## EXCERPTED PASSAGE
- - - - - - -
You can specify the background to use for training with
support. There are
support: gatk-- Use an all-by-all comparison based on GATK to establish true and false positives.
support: [gatk, freebayes]-- Use the gatk/freebayes pairwise comparison for true and false positives.
This library also contains useful command line utilities to help with variant preparation and analysis:
Create a BAM file compatible with GATK. This converts coordinates between hg19 and GRCh37 for human samples, reorders chromosomes relative to the input file and adds run group information with a defined sample name:
$ lein variant-reorder your_file.bam /path/to/GRCh37.fa SampleName
Provide a summary CSV file of call information for a VCF file, including mappings back to an original set of pairwise analyses:
$ lein variant-utils callsummary variants.vcf original-combined-config.yaml
- Brad Chapman
- Chris Fields
- Kevin Lynagh
- Justin Zook
The code is freely available under the MIT license.
- - - - - - -
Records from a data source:
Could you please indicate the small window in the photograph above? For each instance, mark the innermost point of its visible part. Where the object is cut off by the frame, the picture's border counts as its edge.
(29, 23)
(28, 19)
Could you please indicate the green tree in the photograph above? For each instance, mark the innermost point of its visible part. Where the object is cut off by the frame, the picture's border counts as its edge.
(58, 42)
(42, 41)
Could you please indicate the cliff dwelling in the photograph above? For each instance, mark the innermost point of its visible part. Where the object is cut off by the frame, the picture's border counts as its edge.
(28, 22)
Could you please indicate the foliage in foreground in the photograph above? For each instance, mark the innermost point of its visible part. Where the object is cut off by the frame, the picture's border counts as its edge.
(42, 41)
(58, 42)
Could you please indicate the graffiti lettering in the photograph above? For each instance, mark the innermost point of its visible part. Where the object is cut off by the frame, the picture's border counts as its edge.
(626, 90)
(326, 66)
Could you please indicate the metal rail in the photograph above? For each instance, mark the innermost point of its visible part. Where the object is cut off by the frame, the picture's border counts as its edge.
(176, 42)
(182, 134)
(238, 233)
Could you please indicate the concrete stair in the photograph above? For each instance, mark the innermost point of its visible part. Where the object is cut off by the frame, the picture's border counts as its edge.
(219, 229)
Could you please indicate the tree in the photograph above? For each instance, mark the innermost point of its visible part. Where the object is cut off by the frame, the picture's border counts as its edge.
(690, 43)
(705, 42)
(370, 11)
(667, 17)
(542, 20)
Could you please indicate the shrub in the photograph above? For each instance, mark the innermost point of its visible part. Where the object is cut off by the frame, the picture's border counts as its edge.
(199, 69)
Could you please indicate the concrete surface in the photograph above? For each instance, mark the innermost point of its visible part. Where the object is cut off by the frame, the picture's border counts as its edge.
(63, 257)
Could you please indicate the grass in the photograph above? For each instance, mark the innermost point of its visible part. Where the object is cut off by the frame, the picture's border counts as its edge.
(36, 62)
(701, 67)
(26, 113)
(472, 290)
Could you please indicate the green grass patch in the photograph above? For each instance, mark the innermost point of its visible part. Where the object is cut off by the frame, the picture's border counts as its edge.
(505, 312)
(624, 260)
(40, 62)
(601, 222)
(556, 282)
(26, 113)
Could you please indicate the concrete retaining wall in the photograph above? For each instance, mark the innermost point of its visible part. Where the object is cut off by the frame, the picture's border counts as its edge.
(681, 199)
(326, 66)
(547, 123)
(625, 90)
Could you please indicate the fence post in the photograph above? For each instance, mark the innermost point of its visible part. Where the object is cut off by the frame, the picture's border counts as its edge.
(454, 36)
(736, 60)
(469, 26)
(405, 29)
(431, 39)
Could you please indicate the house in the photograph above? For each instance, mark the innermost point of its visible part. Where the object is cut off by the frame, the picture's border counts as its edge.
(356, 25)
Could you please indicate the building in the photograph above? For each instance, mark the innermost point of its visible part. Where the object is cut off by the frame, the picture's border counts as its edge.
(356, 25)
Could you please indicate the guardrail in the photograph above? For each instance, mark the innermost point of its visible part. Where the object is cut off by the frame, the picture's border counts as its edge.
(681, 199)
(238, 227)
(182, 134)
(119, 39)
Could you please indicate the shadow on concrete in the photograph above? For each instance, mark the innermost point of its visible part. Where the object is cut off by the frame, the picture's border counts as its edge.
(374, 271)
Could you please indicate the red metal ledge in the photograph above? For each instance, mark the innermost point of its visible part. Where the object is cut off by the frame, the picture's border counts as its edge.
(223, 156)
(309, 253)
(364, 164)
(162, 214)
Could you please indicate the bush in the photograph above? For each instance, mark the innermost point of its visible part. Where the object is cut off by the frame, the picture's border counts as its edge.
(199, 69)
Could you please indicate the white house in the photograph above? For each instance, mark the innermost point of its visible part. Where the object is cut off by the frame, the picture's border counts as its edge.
- - - - - - -
## REQUIRED ACTIONS
(a) List every personal name in the list near the end of the excerpt on variant analysis utilities.
(b) Repeat the part of the excerpt on variant analysis utilities that runs from "You can specify" to "establish true and false positives.".

## OUTPUTS FOR THE TASKS
(a) Brad Chapman, Chris Fields, Kevin Lynagh, Justin Zook

(b)
You can specify the background to use for training with
support. There are
support: gatk-- Use an all-by-all comparison based on GATK to establish true and false positives.